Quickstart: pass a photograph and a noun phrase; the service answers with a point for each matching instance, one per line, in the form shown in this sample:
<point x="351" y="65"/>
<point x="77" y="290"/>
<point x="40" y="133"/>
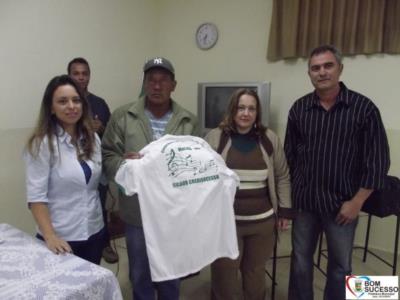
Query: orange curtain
<point x="354" y="26"/>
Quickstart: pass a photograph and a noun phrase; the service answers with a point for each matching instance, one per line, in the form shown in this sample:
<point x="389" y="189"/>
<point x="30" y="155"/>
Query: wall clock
<point x="206" y="36"/>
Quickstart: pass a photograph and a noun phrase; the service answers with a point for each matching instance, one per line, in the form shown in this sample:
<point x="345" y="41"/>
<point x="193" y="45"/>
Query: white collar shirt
<point x="59" y="181"/>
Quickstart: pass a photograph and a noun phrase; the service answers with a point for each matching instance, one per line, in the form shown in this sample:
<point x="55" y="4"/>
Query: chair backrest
<point x="385" y="202"/>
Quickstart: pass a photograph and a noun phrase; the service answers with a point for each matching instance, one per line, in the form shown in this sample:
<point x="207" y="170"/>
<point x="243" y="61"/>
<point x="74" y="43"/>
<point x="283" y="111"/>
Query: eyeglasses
<point x="250" y="109"/>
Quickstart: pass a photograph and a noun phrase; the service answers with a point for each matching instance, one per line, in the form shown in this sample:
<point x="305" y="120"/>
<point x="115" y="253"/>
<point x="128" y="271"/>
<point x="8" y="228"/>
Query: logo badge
<point x="372" y="287"/>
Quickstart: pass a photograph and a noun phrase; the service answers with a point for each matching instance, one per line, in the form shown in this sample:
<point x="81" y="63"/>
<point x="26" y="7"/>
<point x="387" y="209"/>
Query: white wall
<point x="38" y="38"/>
<point x="240" y="55"/>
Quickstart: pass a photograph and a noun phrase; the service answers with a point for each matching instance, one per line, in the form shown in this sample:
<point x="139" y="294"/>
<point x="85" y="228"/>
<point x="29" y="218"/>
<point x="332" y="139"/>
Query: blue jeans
<point x="306" y="229"/>
<point x="139" y="270"/>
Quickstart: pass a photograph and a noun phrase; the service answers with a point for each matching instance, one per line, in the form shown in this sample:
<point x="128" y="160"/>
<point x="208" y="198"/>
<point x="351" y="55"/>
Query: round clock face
<point x="206" y="35"/>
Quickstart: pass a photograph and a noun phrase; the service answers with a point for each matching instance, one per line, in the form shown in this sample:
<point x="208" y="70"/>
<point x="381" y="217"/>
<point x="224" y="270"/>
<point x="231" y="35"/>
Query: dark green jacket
<point x="129" y="130"/>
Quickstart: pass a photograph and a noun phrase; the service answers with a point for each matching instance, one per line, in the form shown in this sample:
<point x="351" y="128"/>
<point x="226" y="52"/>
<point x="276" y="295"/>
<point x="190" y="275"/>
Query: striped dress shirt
<point x="332" y="154"/>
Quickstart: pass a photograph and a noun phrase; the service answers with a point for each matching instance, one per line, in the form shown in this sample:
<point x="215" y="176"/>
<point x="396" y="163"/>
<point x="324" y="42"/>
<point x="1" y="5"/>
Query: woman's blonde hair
<point x="47" y="122"/>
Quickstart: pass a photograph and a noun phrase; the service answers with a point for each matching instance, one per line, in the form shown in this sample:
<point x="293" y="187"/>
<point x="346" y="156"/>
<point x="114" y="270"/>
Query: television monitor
<point x="214" y="97"/>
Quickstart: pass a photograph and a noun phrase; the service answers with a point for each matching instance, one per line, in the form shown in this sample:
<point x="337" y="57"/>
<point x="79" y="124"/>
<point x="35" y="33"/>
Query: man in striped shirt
<point x="338" y="153"/>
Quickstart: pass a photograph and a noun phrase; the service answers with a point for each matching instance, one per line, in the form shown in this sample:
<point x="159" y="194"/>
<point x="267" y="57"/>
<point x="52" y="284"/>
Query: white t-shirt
<point x="186" y="196"/>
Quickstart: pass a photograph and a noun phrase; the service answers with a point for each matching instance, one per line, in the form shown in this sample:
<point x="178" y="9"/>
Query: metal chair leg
<point x="396" y="246"/>
<point x="367" y="238"/>
<point x="274" y="268"/>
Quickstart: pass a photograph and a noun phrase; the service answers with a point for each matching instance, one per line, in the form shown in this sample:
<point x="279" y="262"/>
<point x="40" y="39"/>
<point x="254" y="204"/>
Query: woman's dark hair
<point x="228" y="124"/>
<point x="47" y="122"/>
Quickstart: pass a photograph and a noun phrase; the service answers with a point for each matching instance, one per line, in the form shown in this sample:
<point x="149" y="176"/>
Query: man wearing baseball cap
<point x="131" y="128"/>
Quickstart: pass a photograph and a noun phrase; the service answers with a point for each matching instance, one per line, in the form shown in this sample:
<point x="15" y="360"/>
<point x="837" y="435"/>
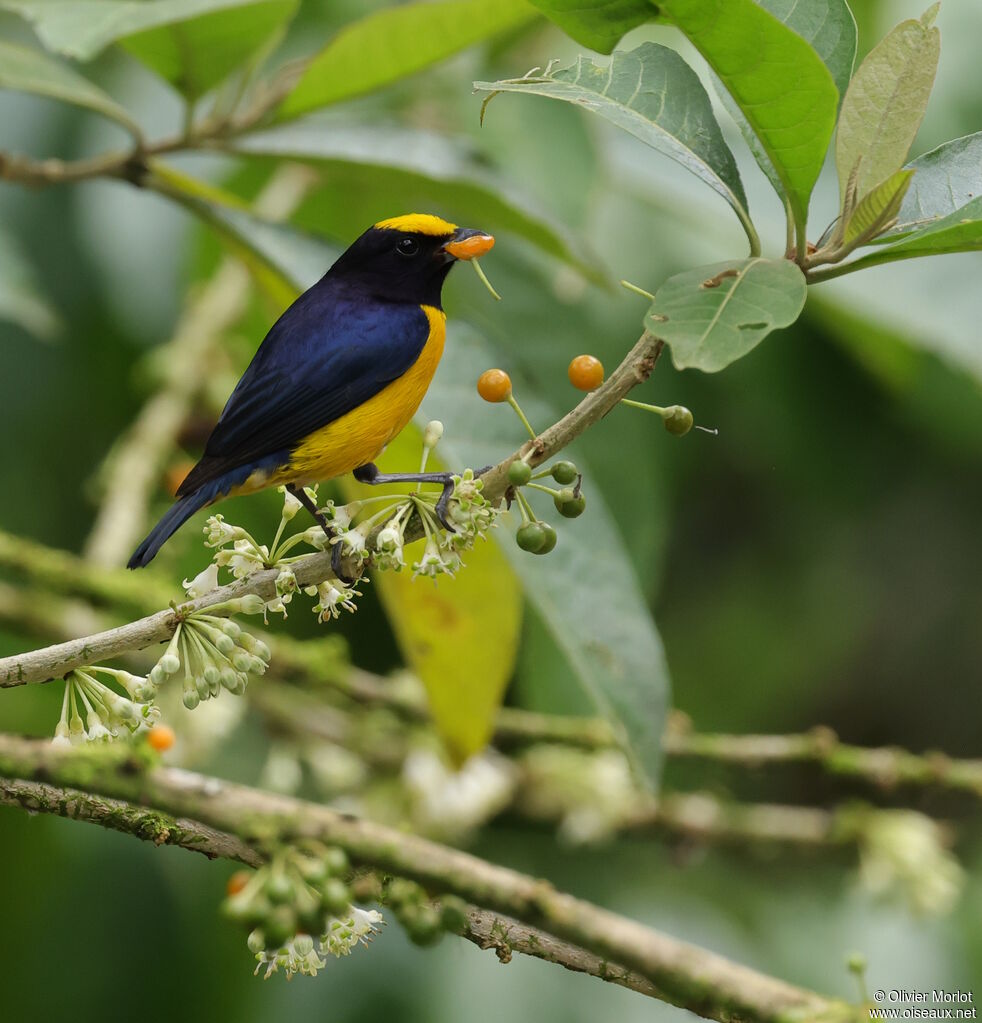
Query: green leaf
<point x="598" y="25"/>
<point x="193" y="44"/>
<point x="885" y="103"/>
<point x="713" y="315"/>
<point x="585" y="590"/>
<point x="391" y="44"/>
<point x="655" y="95"/>
<point x="958" y="232"/>
<point x="946" y="178"/>
<point x="421" y="161"/>
<point x="20" y="300"/>
<point x="878" y="209"/>
<point x="24" y="70"/>
<point x="828" y="26"/>
<point x="779" y="83"/>
<point x="460" y="635"/>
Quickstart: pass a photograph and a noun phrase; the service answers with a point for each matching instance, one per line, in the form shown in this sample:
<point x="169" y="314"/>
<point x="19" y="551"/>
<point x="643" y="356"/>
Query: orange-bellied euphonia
<point x="338" y="376"/>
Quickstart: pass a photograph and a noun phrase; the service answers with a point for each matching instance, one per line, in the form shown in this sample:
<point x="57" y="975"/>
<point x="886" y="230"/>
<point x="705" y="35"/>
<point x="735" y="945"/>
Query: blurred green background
<point x="815" y="563"/>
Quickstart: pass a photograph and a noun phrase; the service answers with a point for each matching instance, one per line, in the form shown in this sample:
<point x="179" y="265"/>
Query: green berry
<point x="550" y="538"/>
<point x="569" y="504"/>
<point x="531" y="537"/>
<point x="565" y="473"/>
<point x="519" y="473"/>
<point x="678" y="420"/>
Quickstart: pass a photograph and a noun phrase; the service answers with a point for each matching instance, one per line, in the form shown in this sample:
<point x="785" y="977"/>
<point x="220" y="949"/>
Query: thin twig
<point x="685" y="974"/>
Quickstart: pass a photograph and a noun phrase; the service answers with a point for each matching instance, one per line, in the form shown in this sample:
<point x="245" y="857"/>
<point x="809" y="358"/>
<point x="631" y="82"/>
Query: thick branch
<point x="701" y="980"/>
<point x="53" y="662"/>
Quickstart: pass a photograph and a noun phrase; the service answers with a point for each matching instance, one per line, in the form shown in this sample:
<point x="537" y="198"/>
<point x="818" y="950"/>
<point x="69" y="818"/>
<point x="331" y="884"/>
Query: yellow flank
<point x="361" y="435"/>
<point x="418" y="223"/>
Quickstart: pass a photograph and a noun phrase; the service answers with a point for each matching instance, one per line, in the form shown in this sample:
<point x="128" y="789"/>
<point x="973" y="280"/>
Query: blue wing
<point x="331" y="351"/>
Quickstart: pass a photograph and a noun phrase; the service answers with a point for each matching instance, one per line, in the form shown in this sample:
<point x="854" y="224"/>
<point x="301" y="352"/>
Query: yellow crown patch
<point x="418" y="223"/>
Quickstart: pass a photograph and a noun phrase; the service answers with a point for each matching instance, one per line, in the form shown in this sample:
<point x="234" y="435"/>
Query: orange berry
<point x="237" y="882"/>
<point x="494" y="385"/>
<point x="586" y="372"/>
<point x="161" y="738"/>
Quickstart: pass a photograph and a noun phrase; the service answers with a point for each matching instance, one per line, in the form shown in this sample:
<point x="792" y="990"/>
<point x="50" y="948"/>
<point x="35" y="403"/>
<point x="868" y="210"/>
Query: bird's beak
<point x="469" y="243"/>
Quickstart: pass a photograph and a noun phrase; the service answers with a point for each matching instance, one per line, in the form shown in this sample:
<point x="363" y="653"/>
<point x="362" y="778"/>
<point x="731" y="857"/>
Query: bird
<point x="338" y="376"/>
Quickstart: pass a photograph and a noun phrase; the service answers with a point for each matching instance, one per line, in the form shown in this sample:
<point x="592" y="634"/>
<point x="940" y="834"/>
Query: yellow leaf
<point x="460" y="634"/>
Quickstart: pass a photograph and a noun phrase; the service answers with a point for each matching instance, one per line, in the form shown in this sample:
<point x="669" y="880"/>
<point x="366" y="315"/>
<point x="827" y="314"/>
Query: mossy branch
<point x="683" y="974"/>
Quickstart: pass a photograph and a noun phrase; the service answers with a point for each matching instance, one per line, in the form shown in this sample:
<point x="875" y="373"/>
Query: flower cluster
<point x="301" y="893"/>
<point x="214" y="652"/>
<point x="93" y="712"/>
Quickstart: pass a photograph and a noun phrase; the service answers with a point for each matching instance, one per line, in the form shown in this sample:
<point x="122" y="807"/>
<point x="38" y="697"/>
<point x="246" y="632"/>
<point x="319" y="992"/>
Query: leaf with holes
<point x="885" y="103"/>
<point x="655" y="95"/>
<point x="713" y="315"/>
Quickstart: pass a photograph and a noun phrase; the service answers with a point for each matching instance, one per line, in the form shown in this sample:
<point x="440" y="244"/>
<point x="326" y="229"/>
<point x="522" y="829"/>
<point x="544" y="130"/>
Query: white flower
<point x="203" y="583"/>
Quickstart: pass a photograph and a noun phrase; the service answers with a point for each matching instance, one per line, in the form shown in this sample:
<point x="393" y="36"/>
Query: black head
<point x="407" y="259"/>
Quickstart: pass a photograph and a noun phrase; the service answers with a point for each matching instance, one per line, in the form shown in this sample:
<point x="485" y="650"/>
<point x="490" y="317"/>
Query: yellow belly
<point x="361" y="435"/>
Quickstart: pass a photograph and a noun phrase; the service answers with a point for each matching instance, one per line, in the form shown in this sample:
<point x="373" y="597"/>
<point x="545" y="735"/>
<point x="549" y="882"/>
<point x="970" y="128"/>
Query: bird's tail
<point x="178" y="514"/>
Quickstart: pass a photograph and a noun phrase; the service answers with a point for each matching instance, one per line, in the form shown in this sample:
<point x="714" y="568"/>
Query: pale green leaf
<point x="191" y="43"/>
<point x="585" y="590"/>
<point x="20" y="299"/>
<point x="390" y="44"/>
<point x="878" y="208"/>
<point x="655" y="95"/>
<point x="958" y="232"/>
<point x="828" y="26"/>
<point x="713" y="315"/>
<point x="779" y="83"/>
<point x="24" y="70"/>
<point x="597" y="24"/>
<point x="454" y="182"/>
<point x="885" y="103"/>
<point x="946" y="178"/>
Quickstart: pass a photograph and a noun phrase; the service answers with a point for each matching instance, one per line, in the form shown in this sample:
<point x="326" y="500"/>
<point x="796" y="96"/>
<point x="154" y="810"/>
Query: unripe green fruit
<point x="565" y="473"/>
<point x="550" y="538"/>
<point x="569" y="504"/>
<point x="679" y="420"/>
<point x="519" y="473"/>
<point x="531" y="537"/>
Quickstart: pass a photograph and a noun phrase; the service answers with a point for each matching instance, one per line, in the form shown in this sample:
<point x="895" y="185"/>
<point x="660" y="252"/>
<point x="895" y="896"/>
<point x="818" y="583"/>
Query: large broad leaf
<point x="585" y="590"/>
<point x="885" y="103"/>
<point x="714" y="315"/>
<point x="778" y="82"/>
<point x="24" y="70"/>
<point x="191" y="43"/>
<point x="945" y="179"/>
<point x="597" y="24"/>
<point x="390" y="44"/>
<point x="828" y="26"/>
<point x="958" y="232"/>
<point x="460" y="186"/>
<point x="655" y="95"/>
<point x="20" y="300"/>
<point x="460" y="635"/>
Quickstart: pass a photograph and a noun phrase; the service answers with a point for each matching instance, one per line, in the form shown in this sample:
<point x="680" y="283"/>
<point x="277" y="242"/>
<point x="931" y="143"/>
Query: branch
<point x="684" y="974"/>
<point x="54" y="662"/>
<point x="485" y="929"/>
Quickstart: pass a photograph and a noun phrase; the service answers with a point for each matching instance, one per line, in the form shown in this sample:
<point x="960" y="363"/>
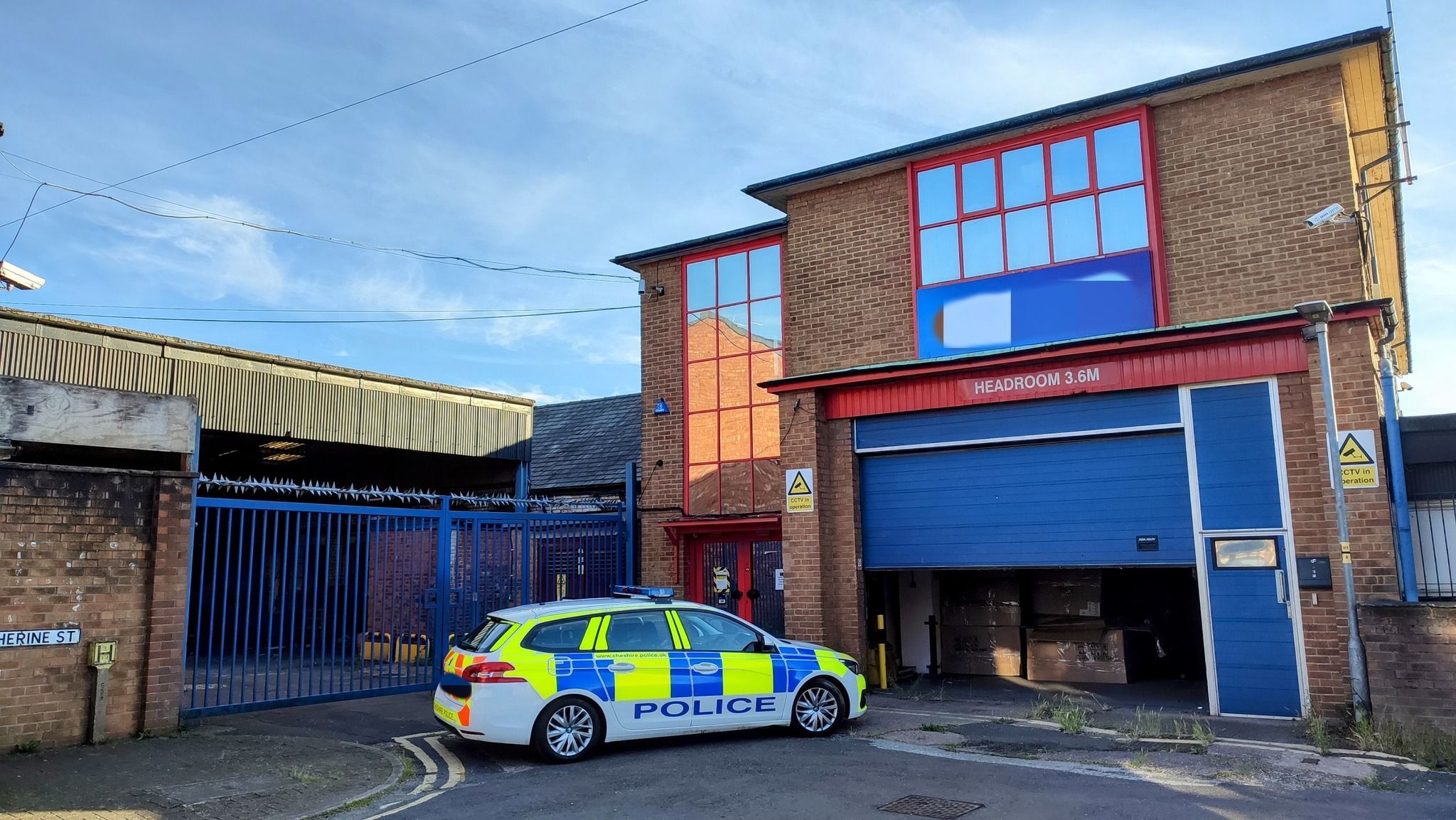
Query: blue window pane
<point x="733" y="279"/>
<point x="1024" y="178"/>
<point x="1074" y="229"/>
<point x="1027" y="238"/>
<point x="935" y="191"/>
<point x="979" y="186"/>
<point x="733" y="329"/>
<point x="1118" y="155"/>
<point x="1125" y="219"/>
<point x="982" y="245"/>
<point x="701" y="286"/>
<point x="768" y="324"/>
<point x="764" y="272"/>
<point x="1069" y="166"/>
<point x="939" y="255"/>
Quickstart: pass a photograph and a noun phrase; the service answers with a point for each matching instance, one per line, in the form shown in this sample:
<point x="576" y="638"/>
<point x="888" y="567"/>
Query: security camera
<point x="14" y="276"/>
<point x="1337" y="210"/>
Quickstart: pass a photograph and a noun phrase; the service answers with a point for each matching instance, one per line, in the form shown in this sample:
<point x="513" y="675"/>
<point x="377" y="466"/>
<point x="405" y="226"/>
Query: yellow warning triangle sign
<point x="1353" y="453"/>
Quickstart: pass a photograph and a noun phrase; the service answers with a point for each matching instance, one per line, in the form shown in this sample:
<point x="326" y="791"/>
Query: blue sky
<point x="623" y="134"/>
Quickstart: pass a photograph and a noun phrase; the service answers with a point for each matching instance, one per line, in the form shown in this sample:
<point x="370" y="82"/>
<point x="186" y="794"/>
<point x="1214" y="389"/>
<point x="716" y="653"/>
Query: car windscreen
<point x="486" y="635"/>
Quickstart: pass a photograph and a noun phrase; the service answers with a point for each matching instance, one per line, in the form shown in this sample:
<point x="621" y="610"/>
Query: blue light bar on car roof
<point x="654" y="593"/>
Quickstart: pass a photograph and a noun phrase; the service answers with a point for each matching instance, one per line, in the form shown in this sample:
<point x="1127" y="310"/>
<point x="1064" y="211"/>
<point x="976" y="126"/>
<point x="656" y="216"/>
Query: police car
<point x="572" y="675"/>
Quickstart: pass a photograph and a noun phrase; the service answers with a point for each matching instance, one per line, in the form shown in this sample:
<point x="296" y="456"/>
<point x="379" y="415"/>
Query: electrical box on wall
<point x="1314" y="571"/>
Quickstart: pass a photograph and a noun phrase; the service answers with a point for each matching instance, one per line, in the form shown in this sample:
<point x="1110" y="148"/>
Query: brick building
<point x="1050" y="386"/>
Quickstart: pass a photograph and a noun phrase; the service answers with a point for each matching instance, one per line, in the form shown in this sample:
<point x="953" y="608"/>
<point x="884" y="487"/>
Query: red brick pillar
<point x="1372" y="543"/>
<point x="168" y="605"/>
<point x="823" y="589"/>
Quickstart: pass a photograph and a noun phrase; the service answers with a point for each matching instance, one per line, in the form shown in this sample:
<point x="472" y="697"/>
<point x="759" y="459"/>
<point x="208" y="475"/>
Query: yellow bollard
<point x="884" y="676"/>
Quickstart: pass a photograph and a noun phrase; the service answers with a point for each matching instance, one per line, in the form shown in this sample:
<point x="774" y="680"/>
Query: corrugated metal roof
<point x="580" y="444"/>
<point x="244" y="390"/>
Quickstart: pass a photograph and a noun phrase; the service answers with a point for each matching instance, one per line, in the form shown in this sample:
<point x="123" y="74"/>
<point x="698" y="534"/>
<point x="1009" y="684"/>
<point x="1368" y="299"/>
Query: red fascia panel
<point x="676" y="529"/>
<point x="1190" y="365"/>
<point x="914" y="371"/>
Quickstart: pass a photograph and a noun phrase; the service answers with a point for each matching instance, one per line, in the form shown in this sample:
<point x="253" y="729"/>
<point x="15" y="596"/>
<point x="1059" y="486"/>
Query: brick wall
<point x="1411" y="651"/>
<point x="661" y="496"/>
<point x="104" y="551"/>
<point x="1312" y="507"/>
<point x="1238" y="174"/>
<point x="847" y="289"/>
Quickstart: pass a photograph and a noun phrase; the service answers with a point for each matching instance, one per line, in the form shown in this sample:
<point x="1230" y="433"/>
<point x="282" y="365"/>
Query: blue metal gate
<point x="299" y="602"/>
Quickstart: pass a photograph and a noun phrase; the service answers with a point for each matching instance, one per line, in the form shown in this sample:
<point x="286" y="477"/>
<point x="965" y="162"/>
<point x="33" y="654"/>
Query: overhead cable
<point x="341" y="108"/>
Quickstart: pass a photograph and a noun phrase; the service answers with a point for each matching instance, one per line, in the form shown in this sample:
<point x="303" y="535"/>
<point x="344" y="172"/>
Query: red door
<point x="724" y="574"/>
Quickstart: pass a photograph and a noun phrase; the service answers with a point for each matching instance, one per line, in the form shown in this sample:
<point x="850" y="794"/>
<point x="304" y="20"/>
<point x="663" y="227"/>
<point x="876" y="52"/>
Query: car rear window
<point x="483" y="637"/>
<point x="558" y="635"/>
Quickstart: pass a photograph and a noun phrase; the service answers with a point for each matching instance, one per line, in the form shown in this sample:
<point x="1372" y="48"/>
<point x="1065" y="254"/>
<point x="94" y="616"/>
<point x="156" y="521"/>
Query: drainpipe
<point x="1396" y="452"/>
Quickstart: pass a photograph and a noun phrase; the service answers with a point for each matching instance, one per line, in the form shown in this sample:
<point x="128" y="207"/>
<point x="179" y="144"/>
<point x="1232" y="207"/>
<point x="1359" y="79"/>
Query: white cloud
<point x="203" y="258"/>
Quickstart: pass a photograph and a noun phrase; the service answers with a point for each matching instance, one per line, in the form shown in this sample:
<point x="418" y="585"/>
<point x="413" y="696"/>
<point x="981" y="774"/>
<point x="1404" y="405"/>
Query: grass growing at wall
<point x="1069" y="714"/>
<point x="1428" y="747"/>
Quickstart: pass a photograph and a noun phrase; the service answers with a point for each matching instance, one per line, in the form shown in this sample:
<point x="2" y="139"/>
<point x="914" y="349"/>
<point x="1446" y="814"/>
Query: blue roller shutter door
<point x="1071" y="503"/>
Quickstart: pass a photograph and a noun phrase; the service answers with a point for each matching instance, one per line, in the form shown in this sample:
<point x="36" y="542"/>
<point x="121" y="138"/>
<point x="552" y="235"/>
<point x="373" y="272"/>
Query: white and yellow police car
<point x="572" y="675"/>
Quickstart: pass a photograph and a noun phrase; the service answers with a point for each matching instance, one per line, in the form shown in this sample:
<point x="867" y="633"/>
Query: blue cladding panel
<point x="1253" y="641"/>
<point x="1068" y="503"/>
<point x="1238" y="476"/>
<point x="1072" y="300"/>
<point x="1068" y="414"/>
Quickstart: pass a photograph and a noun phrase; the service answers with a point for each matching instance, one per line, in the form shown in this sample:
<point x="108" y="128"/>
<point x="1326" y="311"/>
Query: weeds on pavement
<point x="305" y="777"/>
<point x="1317" y="730"/>
<point x="1428" y="747"/>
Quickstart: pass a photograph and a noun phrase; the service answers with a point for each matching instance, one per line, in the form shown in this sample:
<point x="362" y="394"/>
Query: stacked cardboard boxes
<point x="1071" y="643"/>
<point x="982" y="619"/>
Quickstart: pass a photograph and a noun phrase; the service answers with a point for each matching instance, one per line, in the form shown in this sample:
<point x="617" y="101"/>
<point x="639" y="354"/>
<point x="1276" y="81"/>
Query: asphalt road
<point x="776" y="775"/>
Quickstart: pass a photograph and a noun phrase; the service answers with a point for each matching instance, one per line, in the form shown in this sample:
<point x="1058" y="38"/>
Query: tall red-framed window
<point x="1049" y="200"/>
<point x="733" y="340"/>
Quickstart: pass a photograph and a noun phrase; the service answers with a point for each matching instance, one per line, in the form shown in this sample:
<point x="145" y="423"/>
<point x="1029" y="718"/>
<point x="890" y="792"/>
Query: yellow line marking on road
<point x="424" y="761"/>
<point x="411" y="804"/>
<point x="453" y="765"/>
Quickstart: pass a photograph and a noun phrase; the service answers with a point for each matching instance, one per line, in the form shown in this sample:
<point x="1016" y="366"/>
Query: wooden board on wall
<point x="91" y="417"/>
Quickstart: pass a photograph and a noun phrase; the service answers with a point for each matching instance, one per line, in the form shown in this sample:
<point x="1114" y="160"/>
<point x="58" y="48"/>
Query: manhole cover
<point x="922" y="806"/>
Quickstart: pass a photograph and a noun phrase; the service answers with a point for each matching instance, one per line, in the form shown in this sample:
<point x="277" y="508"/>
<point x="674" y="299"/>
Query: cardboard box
<point x="980" y="599"/>
<point x="980" y="650"/>
<point x="1068" y="593"/>
<point x="1076" y="654"/>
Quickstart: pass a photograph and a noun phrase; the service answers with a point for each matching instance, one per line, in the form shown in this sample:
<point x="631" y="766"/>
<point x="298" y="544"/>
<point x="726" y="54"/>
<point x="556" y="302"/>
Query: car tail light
<point x="491" y="672"/>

# # # # # # #

### EXERCISE REQUIREMENTS:
Find each line in the items that contains the word "wall", and copy those lines out.

### RESPONSE TO THE TASK:
Query: wall clock
Query: white wall
Query: electrical box on wall
Query: brick wall
Query: grass growing at wall
Query: wooden board on wall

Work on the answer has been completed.